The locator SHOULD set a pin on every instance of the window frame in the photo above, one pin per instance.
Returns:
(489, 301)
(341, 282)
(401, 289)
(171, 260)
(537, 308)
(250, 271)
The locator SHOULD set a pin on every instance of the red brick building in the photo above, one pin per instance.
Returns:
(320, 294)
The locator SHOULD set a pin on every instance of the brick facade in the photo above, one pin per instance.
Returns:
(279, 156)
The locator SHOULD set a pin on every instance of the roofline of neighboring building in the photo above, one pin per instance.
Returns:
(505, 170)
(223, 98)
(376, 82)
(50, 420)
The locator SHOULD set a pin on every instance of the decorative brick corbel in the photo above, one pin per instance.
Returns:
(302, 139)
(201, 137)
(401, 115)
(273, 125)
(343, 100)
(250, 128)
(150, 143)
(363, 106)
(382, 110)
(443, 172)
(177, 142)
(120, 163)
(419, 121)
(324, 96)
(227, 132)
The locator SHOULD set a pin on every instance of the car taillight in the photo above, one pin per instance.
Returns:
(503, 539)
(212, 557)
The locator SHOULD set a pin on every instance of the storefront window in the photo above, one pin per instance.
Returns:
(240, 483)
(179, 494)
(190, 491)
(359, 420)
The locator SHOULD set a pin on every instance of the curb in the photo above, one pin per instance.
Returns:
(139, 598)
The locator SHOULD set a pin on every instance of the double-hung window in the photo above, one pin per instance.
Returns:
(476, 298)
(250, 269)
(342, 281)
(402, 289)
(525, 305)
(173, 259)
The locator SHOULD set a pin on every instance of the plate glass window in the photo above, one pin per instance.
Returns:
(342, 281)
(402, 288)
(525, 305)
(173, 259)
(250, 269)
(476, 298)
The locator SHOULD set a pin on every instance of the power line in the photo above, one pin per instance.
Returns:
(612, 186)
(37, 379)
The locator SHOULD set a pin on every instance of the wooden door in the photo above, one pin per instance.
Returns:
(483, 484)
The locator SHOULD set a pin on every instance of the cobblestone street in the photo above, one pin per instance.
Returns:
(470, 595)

## What you should do
Without altering a single word, set down all the entries again.

## Answer section
The locator SHOULD set a pin on every instance of the window frame in the photo above, one pin per instance.
Returns:
(489, 301)
(341, 282)
(401, 289)
(171, 260)
(537, 308)
(250, 271)
The locator SHOULD set a pin on every instance of the red brick building in the photo above, one pin per instance.
Returns:
(320, 294)
The locator SHOULD set a pin on every instance of the brick facade in the photo above, one pin per instance.
Returns:
(279, 156)
The locator SHOULD set a pin on every instance of the roofline of neighboring building in the photo above, one pin per instance.
Returns:
(505, 170)
(223, 98)
(376, 82)
(50, 420)
The locator SHOULD set a pin on every instance of the decorative brick corbel in the photo above, one pin per instance.
Returns:
(302, 139)
(201, 137)
(401, 115)
(273, 125)
(343, 100)
(250, 128)
(150, 143)
(363, 106)
(382, 110)
(443, 172)
(177, 142)
(120, 163)
(419, 121)
(324, 96)
(227, 132)
The locator SHOULD set a pin on every instance of the car taillight in the photo above, one pin per instance.
Returns:
(503, 539)
(212, 557)
The locator SHOULD set a pin on every instance of the storefront window in the photo above, one pin per instance.
Returns:
(240, 483)
(179, 494)
(190, 491)
(359, 420)
The locator SHOULD set a pin on every instance of the curb in the photo above, one pin per instance.
Returns:
(139, 598)
The locator SHOULD set a pin on every instance of the double-hung window in the photo above, one pin per instance.
Returns:
(476, 298)
(250, 269)
(342, 281)
(402, 289)
(525, 305)
(173, 259)
The locator SHOULD set a pin on every instance of the plate glass window in the photo above, one pin per instance.
Returns:
(342, 281)
(402, 288)
(525, 305)
(173, 259)
(250, 269)
(476, 298)
The locator SHOULD set a pin on every instance of the power line in the photo above, one pin per instance.
Returns:
(612, 186)
(37, 379)
The locator SHOULD set a pin on every instance of the wooden door in the photo above, one pin per instance.
Returns:
(483, 484)
The locator SHOULD set a pin on every instance of the cobblestone street in the photo above, one pin per instance.
Returns:
(470, 595)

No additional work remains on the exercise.